# Source data
Start of Block
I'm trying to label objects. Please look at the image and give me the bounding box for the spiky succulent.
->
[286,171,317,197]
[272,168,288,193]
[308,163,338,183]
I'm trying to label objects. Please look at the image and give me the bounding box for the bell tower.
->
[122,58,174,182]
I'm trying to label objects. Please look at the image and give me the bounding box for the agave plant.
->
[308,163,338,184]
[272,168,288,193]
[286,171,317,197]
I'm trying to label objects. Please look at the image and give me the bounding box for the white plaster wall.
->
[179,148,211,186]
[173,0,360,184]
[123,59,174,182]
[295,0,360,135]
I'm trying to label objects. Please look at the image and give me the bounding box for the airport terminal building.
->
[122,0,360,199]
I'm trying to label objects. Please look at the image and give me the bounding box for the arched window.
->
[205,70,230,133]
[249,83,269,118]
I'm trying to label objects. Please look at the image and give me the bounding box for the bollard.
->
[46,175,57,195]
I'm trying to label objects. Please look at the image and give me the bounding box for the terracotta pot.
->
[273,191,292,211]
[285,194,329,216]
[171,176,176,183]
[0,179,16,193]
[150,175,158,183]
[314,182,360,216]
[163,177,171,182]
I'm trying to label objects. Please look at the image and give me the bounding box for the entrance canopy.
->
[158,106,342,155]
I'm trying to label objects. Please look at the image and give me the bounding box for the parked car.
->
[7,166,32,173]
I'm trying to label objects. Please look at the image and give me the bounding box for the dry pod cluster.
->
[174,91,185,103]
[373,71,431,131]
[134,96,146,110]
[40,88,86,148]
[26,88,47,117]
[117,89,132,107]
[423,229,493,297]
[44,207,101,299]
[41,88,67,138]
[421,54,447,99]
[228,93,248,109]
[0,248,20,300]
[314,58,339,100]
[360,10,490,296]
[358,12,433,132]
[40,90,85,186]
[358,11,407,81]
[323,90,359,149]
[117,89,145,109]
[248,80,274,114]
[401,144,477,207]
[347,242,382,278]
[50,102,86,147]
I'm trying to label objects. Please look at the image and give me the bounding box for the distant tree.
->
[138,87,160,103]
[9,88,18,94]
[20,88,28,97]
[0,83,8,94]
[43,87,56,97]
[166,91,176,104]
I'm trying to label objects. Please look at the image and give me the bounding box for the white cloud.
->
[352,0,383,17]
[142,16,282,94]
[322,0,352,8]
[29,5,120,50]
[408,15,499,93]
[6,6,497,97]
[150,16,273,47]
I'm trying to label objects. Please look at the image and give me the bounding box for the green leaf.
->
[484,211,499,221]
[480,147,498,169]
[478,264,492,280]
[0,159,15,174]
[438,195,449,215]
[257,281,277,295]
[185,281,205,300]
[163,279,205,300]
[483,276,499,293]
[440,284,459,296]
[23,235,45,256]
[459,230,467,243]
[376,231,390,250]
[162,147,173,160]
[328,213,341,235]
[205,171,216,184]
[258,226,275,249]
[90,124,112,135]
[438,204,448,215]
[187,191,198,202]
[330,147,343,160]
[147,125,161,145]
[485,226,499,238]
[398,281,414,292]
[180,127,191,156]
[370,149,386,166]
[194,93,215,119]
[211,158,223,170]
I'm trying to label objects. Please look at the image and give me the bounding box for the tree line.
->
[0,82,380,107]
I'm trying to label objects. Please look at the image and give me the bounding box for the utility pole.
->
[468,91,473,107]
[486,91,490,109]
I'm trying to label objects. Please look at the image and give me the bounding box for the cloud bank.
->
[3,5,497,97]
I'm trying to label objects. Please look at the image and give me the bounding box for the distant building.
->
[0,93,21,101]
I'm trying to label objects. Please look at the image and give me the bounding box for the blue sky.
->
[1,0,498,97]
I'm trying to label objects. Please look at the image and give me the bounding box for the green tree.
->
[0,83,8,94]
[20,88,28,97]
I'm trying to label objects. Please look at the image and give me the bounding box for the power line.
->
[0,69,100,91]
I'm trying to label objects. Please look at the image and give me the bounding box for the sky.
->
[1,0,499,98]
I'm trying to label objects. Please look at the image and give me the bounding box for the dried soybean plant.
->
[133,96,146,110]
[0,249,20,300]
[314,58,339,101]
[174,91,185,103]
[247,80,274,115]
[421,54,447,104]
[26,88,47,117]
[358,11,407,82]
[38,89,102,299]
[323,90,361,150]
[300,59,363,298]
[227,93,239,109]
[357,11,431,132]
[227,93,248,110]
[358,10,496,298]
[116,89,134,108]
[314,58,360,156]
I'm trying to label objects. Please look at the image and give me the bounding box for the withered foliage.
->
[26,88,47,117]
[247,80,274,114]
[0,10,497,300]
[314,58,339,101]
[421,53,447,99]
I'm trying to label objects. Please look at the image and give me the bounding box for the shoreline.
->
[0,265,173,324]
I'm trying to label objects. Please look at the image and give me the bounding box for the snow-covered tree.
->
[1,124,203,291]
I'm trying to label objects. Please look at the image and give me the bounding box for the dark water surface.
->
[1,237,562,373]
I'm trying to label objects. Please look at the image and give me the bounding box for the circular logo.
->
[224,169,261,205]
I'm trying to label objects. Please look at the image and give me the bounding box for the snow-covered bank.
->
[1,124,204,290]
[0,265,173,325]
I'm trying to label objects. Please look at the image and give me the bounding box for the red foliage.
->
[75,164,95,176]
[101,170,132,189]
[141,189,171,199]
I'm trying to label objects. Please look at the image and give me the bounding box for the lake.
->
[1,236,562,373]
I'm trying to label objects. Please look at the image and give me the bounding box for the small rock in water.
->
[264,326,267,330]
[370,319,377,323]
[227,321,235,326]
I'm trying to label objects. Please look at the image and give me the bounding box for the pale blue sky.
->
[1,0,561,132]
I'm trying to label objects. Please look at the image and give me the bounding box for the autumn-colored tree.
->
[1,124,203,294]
End of Block
# What needs to be done
Print the entries once more, identical in every line.

# Solution to this problem
I'm trying to label objects. Please look at the image and give me the bounding box for the spiky succulent.
->
[286,171,317,197]
[272,168,288,193]
[308,163,338,183]
I'm trying to label objects. Please look at the image and give me the bounding box for the bell tower.
->
[122,58,174,182]
I'm trying to label objects. Please look at the image and give me the bounding box for the agave plant.
->
[308,163,338,184]
[272,168,288,193]
[286,171,317,197]
I'm trying to label objects. Please look at the image and give me the bounding box for the white plaster wall.
->
[179,148,211,186]
[173,0,360,184]
[123,59,174,182]
[295,0,360,135]
I'm trying to label objects. Please look at the image and give me the bounding box for the airport terminal building.
->
[122,0,360,199]
I'm trying to label objects. Please look at the image and give me the bounding box for the arched window.
->
[205,70,230,133]
[249,83,269,118]
I'm trying to label objects. Please look at the image and give me the bounding box for the bollard.
->
[46,175,57,195]
I'm trying to label objects. Please look at the image and give me the bounding box for the terracotta pot.
->
[273,191,292,211]
[285,194,329,216]
[171,176,176,183]
[0,179,16,193]
[150,175,158,183]
[314,182,360,216]
[163,177,171,182]
I'm trying to label objects. Please look at the image and give me the bounding box for the entrance canopy.
->
[158,106,342,155]
I'm trying to label objects. Please look at the image and give me the bounding box for the parked car.
->
[7,166,32,173]
I'm trying to label objects. Please look at the image and give me the bounding box for the dry pod cluster.
->
[174,91,185,103]
[373,71,431,131]
[134,96,146,110]
[40,88,86,148]
[26,88,47,117]
[117,89,132,107]
[423,229,493,297]
[44,207,101,299]
[41,88,67,138]
[421,54,447,99]
[228,93,248,109]
[0,248,20,300]
[314,58,339,100]
[360,10,490,296]
[358,12,433,132]
[40,90,85,186]
[358,11,407,81]
[323,90,359,149]
[117,89,145,109]
[248,80,274,114]
[401,144,477,207]
[347,242,382,278]
[50,102,86,147]
I'm trying to label objects. Please look at the image and give me the bounding box for the distant tree.
->
[138,87,160,103]
[9,88,18,94]
[20,88,28,97]
[0,83,8,94]
[43,87,56,97]
[166,91,176,104]
I'm trying to label objects. Please look at the image and give me the bounding box for the white cloud.
->
[352,0,383,17]
[142,16,282,94]
[322,0,352,8]
[29,5,120,50]
[408,15,499,93]
[6,6,497,97]
[150,16,273,47]
I'm trying to label objects. Please look at the image and give me the bounding box for the green leaf.
->
[484,211,499,221]
[480,147,498,169]
[478,264,492,280]
[0,159,15,174]
[438,195,449,215]
[257,281,277,295]
[185,281,205,300]
[163,279,205,300]
[483,276,499,293]
[440,284,459,296]
[23,235,45,256]
[459,230,467,243]
[376,231,390,250]
[162,147,173,160]
[328,213,341,235]
[205,171,216,184]
[258,226,275,249]
[90,124,112,135]
[438,204,448,215]
[187,191,198,202]
[330,147,343,160]
[147,125,161,145]
[485,226,499,238]
[398,281,414,292]
[180,127,191,156]
[370,149,386,166]
[194,93,215,119]
[211,158,223,170]
I'm trying to label objects. Please look at the image and give me the bounding box for the tree line.
->
[0,82,380,107]
I'm trying to label objects. Please look at the image and give me the bounding box for the utility pole.
->
[468,91,473,107]
[486,91,490,109]
I'm trying to label objects. Please look at the image and give me the bounding box for the cloud bank.
->
[3,5,497,97]
I'm trying to label objects. Please look at the image and give me the bounding box for the distant building.
->
[0,93,21,101]
I'm trying to label objects. Please look at the image and give me the bounding box for the blue sky.
->
[1,0,498,97]
I'm trying to label objects. Please look at the image and give me the bounding box for the green tree.
->
[0,83,8,94]
[20,88,28,97]
I'm trying to label objects. Please look at the image and give me the bounding box for the power line.
->
[0,69,100,91]
I'm trying to label objects. Please look at the image and give me the bounding box for the sky.
->
[1,0,499,98]
I'm trying to label objects. Please look at the image and give me the bounding box for the dried soybean plant.
->
[133,96,146,110]
[0,249,20,300]
[314,58,339,101]
[174,91,185,103]
[247,80,274,115]
[421,54,447,104]
[26,88,47,117]
[358,11,407,82]
[38,89,102,299]
[323,90,361,150]
[300,59,363,298]
[227,93,239,109]
[357,11,431,132]
[227,93,248,110]
[358,10,496,298]
[116,89,134,108]
[314,58,360,156]
I'm trying to label objects. Please look at the image and give me the bounding box for the withered foliage.
->
[26,88,47,117]
[247,80,274,114]
[0,10,497,300]
[314,58,339,101]
[421,53,447,99]
I'm trying to label objects. Please look at the image and give me the bounding box for the shoreline.
->
[0,265,173,324]
I'm trying to label objects. Please look at the image and give me the bounding box for the snow-covered tree.
->
[1,124,203,291]
I'm trying to label objects. Please look at the image and give me the bounding box for the dark water surface.
->
[1,237,562,373]
I'm trying to label objects. Please look at the image and give me the bounding box for the circular logo.
->
[224,169,261,205]
I'm trying to label objects. Please look at the image and give me the bounding box for the snow-covered bank.
->
[1,124,204,290]
[0,265,173,325]
I'm trying to label objects. Please look at the image and give me the bounding box for the red foliage.
->
[75,164,95,176]
[101,170,132,189]
[141,189,171,199]
I'm trying to label objects. Please look at the image and give me the bounding box for the lake.
->
[1,236,562,373]
I'm trying to label objects. Please look at the image and give me the bounding box for the small rock in water.
->
[264,326,267,330]
[370,319,377,323]
[227,321,235,326]
I'm trying to label objects. Please look at the image and give me the bounding box for the pale blue sky.
->
[1,0,561,132]
I'm trying to label objects. Please look at the image and give me the bounding box for the autumn-colored tree.
->
[1,124,203,294]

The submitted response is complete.